▶ [Action item]: Every line of the listing is returned unchanged, and every picture is dropped.

[Start of Attachment]

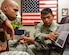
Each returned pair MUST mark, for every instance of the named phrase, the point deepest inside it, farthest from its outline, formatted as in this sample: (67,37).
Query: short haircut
(46,11)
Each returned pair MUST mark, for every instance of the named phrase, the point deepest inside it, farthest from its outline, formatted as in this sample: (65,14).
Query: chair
(64,20)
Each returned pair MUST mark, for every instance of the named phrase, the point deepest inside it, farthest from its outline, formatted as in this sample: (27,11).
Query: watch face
(64,12)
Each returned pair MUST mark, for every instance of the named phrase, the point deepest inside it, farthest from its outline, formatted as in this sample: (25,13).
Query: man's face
(47,19)
(11,12)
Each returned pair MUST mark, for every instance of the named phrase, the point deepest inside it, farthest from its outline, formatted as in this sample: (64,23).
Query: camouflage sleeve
(2,17)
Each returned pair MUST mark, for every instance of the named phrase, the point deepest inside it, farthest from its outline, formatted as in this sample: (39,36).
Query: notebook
(63,31)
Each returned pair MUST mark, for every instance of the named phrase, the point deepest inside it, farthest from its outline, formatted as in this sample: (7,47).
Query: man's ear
(5,8)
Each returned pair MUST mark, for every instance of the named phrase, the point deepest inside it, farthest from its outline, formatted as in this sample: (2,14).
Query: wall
(1,2)
(62,4)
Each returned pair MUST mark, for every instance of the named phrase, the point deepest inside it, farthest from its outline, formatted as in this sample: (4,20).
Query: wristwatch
(2,17)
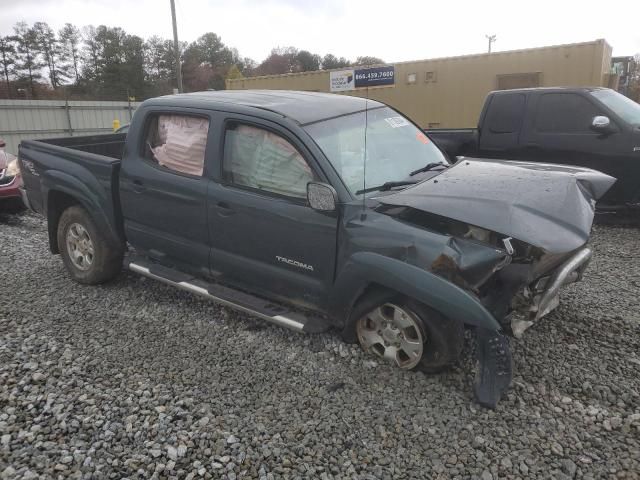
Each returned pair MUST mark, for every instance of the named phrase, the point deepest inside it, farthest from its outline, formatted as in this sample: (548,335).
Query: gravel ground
(135,380)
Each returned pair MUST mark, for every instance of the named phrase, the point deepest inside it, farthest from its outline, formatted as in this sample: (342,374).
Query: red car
(10,180)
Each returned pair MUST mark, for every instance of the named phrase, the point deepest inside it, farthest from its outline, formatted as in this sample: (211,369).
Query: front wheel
(408,334)
(86,253)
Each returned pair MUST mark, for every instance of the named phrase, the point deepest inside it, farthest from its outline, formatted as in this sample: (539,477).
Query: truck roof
(302,107)
(548,89)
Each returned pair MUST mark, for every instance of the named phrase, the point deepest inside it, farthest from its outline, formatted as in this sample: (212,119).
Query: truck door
(501,125)
(558,130)
(264,237)
(163,188)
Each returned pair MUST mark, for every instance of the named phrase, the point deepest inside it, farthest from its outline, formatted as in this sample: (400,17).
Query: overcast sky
(394,30)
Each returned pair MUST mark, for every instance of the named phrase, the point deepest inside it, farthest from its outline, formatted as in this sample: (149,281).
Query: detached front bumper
(544,295)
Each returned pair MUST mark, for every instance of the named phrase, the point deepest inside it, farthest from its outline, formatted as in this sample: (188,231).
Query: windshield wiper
(427,167)
(386,186)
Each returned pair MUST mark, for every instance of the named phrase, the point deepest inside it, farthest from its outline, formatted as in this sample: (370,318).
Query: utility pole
(176,46)
(491,38)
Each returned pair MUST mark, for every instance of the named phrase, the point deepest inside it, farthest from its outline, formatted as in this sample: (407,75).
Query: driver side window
(263,160)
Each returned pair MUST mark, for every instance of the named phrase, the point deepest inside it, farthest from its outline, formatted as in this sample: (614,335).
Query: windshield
(626,108)
(395,147)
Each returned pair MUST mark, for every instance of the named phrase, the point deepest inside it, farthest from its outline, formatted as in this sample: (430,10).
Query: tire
(94,260)
(441,338)
(12,206)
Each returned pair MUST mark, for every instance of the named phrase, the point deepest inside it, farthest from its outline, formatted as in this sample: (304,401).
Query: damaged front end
(536,219)
(516,233)
(517,282)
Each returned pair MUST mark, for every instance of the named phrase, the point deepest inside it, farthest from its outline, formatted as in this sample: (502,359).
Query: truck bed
(110,145)
(82,168)
(454,141)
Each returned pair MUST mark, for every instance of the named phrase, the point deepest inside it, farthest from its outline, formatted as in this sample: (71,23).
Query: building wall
(32,119)
(453,93)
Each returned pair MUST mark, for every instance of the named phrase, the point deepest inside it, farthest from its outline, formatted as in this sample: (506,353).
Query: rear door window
(177,142)
(505,113)
(260,159)
(564,113)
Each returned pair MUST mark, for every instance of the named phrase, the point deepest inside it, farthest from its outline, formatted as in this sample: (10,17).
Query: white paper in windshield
(396,122)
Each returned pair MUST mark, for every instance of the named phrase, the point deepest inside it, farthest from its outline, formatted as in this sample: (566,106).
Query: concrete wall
(457,86)
(29,119)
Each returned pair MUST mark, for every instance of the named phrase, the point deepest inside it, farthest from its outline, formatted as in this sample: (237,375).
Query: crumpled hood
(545,205)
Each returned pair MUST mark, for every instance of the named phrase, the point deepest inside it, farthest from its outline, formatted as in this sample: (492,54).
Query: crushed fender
(494,367)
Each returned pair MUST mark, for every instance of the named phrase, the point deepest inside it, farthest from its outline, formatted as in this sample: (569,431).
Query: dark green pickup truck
(317,211)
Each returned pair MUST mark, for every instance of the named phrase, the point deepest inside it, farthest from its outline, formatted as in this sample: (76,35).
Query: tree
(7,61)
(234,73)
(307,61)
(330,61)
(28,63)
(70,40)
(91,53)
(206,62)
(280,60)
(49,48)
(367,61)
(156,66)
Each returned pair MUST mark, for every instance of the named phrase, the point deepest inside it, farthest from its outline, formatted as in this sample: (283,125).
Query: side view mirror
(601,123)
(321,197)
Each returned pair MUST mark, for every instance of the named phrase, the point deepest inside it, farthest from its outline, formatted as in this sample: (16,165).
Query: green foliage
(234,73)
(108,63)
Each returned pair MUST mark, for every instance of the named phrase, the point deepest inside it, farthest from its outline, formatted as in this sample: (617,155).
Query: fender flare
(87,195)
(366,268)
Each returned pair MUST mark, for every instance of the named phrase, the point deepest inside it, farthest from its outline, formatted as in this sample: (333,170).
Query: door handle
(138,186)
(224,210)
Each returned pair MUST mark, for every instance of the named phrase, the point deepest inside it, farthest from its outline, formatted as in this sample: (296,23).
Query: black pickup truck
(314,211)
(590,127)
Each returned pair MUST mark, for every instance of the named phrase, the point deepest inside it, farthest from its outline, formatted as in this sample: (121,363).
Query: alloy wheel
(392,332)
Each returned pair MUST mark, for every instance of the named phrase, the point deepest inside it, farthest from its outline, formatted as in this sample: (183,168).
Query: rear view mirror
(601,123)
(321,197)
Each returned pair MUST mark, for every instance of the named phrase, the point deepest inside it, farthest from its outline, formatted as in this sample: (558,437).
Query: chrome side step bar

[End of Attachment]

▶ [Written response]:
Each returned pair MUST mark, for every instance of the named phrase, the point deepest inside it, farthest from its outline, formatted as in this sample: (67,37).
Query: short haircut
(46,11)
Each returned pair MUST mark, for every instance of the named phrase, the point deepest inside it, farthest from its outline, formatted as in this sample: (65,14).
Query: chair
(64,20)
Each returned pair MUST mark, for every instance of the named phrase, the point deepest inside it, farthest from its outline, formatted as in this sample: (27,11).
Query: watch face
(64,12)
Each returned pair MUST mark, for every instance of the named phrase, the point deepest inside it, farthest from its outline, formatted as in this sample: (25,13).
Query: man's face
(47,19)
(11,12)
Each returned pair MUST mark, for every instance of the named phrase, the point deepest inside it, farthest from its outline, formatted as in this sample: (64,23).
Query: camouflage sleeve
(2,17)
Each returned pair MUST mark, for every instance of the named phrase, the point deepest inside it, farthest from its outline, formatted as in this sample: (39,36).
Query: notebook
(63,31)
Each returned pair MUST mark, for every instance of the named phrase, the point deepest inside it, farthest from its outline, formatted as in this sample: (7,47).
Query: man's ear
(5,8)
Each returned pair MUST mark, for every instance of the named phrase, the point deepest inside it, farthest from its outline, formatted as in this sample: (2,14).
Query: wall
(1,2)
(62,4)
Each returned pair MUST mark, for every instance of the named phrase, the point deepest inside it, farthest from its outline, formatted as in this sample: (4,20).
Query: wristwatch
(2,17)
Each returned pair MUST mark, for every instance of the named phrase, the point deepest inside it, farthest from its outline, formatted as in this sample: (548,335).
Query: gravel ground
(135,380)
Each returned pair MUST mark, for every instance of the named phrase, the point deepest inside it, farthest from its outline, formatted as in this sample: (342,374).
Query: red car
(10,180)
Each returned pair MUST mark, for every instance of the named phrase, the point deepest inside it, farthest from its outline, formatted as in this sample: (211,369).
Query: front wheel
(408,334)
(86,253)
Each returned pair MUST mark, for every instance of the named phrase, the point deepest inside it, farthest from its outline, formatted as in this sample: (539,477).
Query: truck roof
(302,107)
(548,89)
Each returned pair MUST mark, for every instance of the named phrase, the point deepest inside it, farthest from its outline, formatted as in this sample: (212,119).
Query: truck door
(501,125)
(558,130)
(264,237)
(163,188)
Each returned pair MUST mark, for every instance of the named phrase, the point deepest inside it, farthest from its outline, formatted as in this sample: (400,17).
Query: overcast sky
(394,30)
Each returned pair MUST mark, for every instance of the named phrase, the point deepest inside it, farthest from its outline, formatted as in this sample: (149,281).
Query: detached front bumper
(544,295)
Each returned pair MUST mark, for every instance of the named phrase, the point deepest inside it, farthest from its outline, formatted as in this sample: (188,231).
Query: windshield wiper
(427,167)
(386,186)
Each returned pair MUST mark, for every instance of the named phrase, the point deepest inside it, farthest from its outline, formatted as in this sample: (370,318).
Query: utility pole
(176,46)
(491,38)
Each returned pair MUST mark, for every instance of the named phrase, the point deepest inside it, farthest from its outline, formatted as in this sample: (407,75).
Query: driver side window
(263,160)
Each returned pair MUST mark, for every instance of the named phrase, the point deepest inside it, farthest from its outline, formatted as in this sample: (614,335).
Query: windshield
(626,108)
(395,147)
Each returned pair MUST mark, for every instance of the named phrase, the point deepest inside it, farthest from its outline, formatted as in this sample: (430,10).
Query: tire
(94,260)
(441,338)
(12,206)
Each returned pair MUST mark, for every instance of the named phrase, the point deepest inside it, farthest from its outline, formatted as in this sample: (304,401).
Query: damaged front end
(536,219)
(516,233)
(517,282)
Each returned pair MUST mark, for every instance of the named phrase, the point deepest inside it, farthest from its outline, formatted as in this sample: (502,359).
Query: truck bed
(110,145)
(82,168)
(454,141)
Each returned pair MUST mark, for every instance of the named phrase, the point deepest inside it, farthest from its outline, formatted as in this sample: (71,23).
Query: building wall
(32,119)
(453,93)
Each returned pair MUST mark, for every instance of the named phrase, the point deepest inside it, farthest from its outline, formatted as in this sample: (506,353).
Query: rear door window
(177,142)
(505,113)
(260,159)
(564,113)
Each returned pair MUST mark, for every instance of the named phrase, the point deepest inside it, farthest from its outline, formatted as in this sample: (10,17).
Query: white paper in windshield
(396,122)
Each returned pair MUST mark, for every instance of the named phrase, the point deepest inside it, farthest from its outline, formatted as in this sample: (566,106).
Query: concrete wall
(457,86)
(29,119)
Each returned pair MUST mark, for every instance of the named phrase, the point deepest inside it, farthest from its outline, formatted as in this sample: (237,375).
Query: crumpled hood
(545,205)
Each returned pair MUST mark, for every instance of the named phrase, the point deepest inside it, farthest from its outline, formatted as in this sample: (492,54).
Query: crushed fender
(494,367)
Each returned pair MUST mark, for every instance of the named phrase, the point deepest inside it, farthest from its outline, formatted as in this sample: (569,431).
Query: dark green pickup truck
(317,211)
Each returned pair MUST mark, for every instance of the named phrase, the point deepest inside it, farthest from its outline, formatted as in this sample: (76,35).
Query: tree
(7,61)
(234,73)
(307,61)
(330,61)
(28,63)
(70,40)
(91,53)
(206,62)
(280,60)
(49,48)
(367,61)
(156,66)
Each returned pair MUST mark, for every instance of the named phrase, the point deepest inside it, farthest from its outline, formatted as in this sample: (283,125).
Query: side view mirror
(601,123)
(321,197)
Each returned pair MUST mark, for every instance of the named phrase, the point deepest inside it, farthest from its outline, formatted as in this sample: (16,165).
Query: green foliage
(234,73)
(108,63)
Each returned pair MUST mark, for every instance of the named phrase, the point deepest inside it, farthest from its outline, formatted as in this sample: (617,155).
Query: fender flare
(87,195)
(366,268)
Each returned pair MUST mark, for every instance of the named phrase, the point deepest inside it, farthest from its outline, formatted as in this sample: (333,170).
Query: door handle
(138,186)
(224,210)
Each returned pair MUST mark, for every instance of the named phrase, the point deepest inside it, farthest from its outline, formatted as in this sample: (296,23).
Query: black pickup truck
(314,211)
(590,127)
Each returned pair MUST mark, for every instance of the named phrase, the point deepest inside it, farthest from its outline, formatted as in this sample: (121,363).
Query: alloy wheel
(392,332)
Each returned pair MUST mark, for every instance of the named phrase, the point deepest inside it, farthest from its outline, formatted as in this sample: (183,168).
Query: rear view mirror
(601,123)
(321,197)
Each returned pair MUST mark, for every instance of the named phrase, the point deepest inside it, farthest from its outline, formatted as in this sample: (558,437).
Query: chrome side step bar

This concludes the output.